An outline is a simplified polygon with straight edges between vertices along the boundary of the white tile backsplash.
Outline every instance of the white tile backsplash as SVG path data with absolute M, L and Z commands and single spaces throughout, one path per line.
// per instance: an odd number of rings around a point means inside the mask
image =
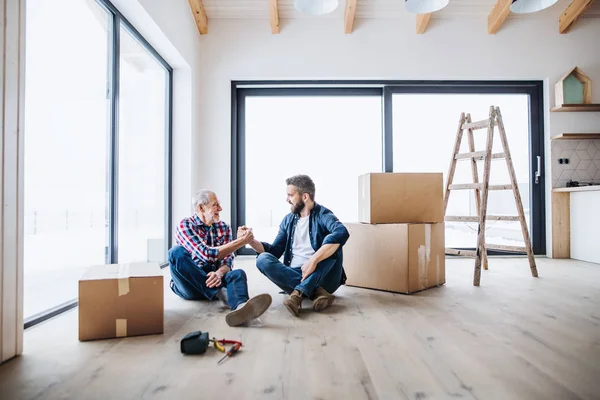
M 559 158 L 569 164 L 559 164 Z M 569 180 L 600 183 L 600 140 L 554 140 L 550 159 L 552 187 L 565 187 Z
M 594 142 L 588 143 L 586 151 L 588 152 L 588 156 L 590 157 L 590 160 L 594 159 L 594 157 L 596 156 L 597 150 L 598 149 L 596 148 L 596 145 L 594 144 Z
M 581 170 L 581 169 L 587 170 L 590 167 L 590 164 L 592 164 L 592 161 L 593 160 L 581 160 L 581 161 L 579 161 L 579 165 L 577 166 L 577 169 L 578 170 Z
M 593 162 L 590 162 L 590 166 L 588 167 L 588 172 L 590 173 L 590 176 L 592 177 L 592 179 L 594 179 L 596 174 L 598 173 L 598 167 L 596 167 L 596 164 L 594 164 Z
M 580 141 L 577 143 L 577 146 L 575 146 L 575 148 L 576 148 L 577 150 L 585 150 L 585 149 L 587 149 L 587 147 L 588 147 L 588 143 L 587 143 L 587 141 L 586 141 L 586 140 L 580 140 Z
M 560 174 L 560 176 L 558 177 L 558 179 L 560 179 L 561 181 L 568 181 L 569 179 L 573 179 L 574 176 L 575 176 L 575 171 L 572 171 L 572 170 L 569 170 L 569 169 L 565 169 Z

• About this exercise
Your answer must be an exact copy of the records, free of images.

• The completed task
An outline is a simplified polygon with straight edges between vertices along the boundary of the white tile backsplash.
Outline every instance of the white tile backsplash as SVG path data with absolute M, L and Z commands and single spaces throughout, one path per line.
// per instance: an odd number of rings around a point means inside the mask
image =
M 559 158 L 569 164 L 559 164 Z M 569 180 L 600 183 L 600 140 L 554 140 L 550 159 L 552 187 L 565 187 Z
M 594 142 L 588 143 L 586 151 L 588 152 L 588 156 L 590 157 L 590 160 L 594 159 L 594 157 L 596 156 L 597 150 L 598 149 L 596 148 L 596 145 L 594 144 Z
M 581 170 L 581 169 L 587 170 L 590 167 L 590 164 L 592 164 L 592 161 L 593 160 L 581 160 L 581 161 L 579 161 L 579 165 L 577 166 L 577 169 L 578 170 Z
M 593 162 L 590 162 L 590 166 L 588 167 L 588 172 L 590 173 L 590 176 L 592 177 L 592 179 L 594 179 L 596 174 L 598 173 L 598 167 L 596 167 L 596 164 L 594 164 Z
M 580 141 L 577 143 L 577 146 L 575 146 L 575 148 L 576 148 L 577 150 L 585 150 L 585 149 L 587 149 L 587 147 L 588 147 L 588 143 L 587 143 L 587 141 L 586 141 L 586 140 L 580 140 Z
M 560 174 L 560 176 L 558 177 L 558 179 L 560 179 L 561 181 L 568 181 L 569 179 L 573 179 L 574 176 L 575 176 L 575 171 L 572 171 L 572 170 L 569 170 L 569 169 L 565 169 Z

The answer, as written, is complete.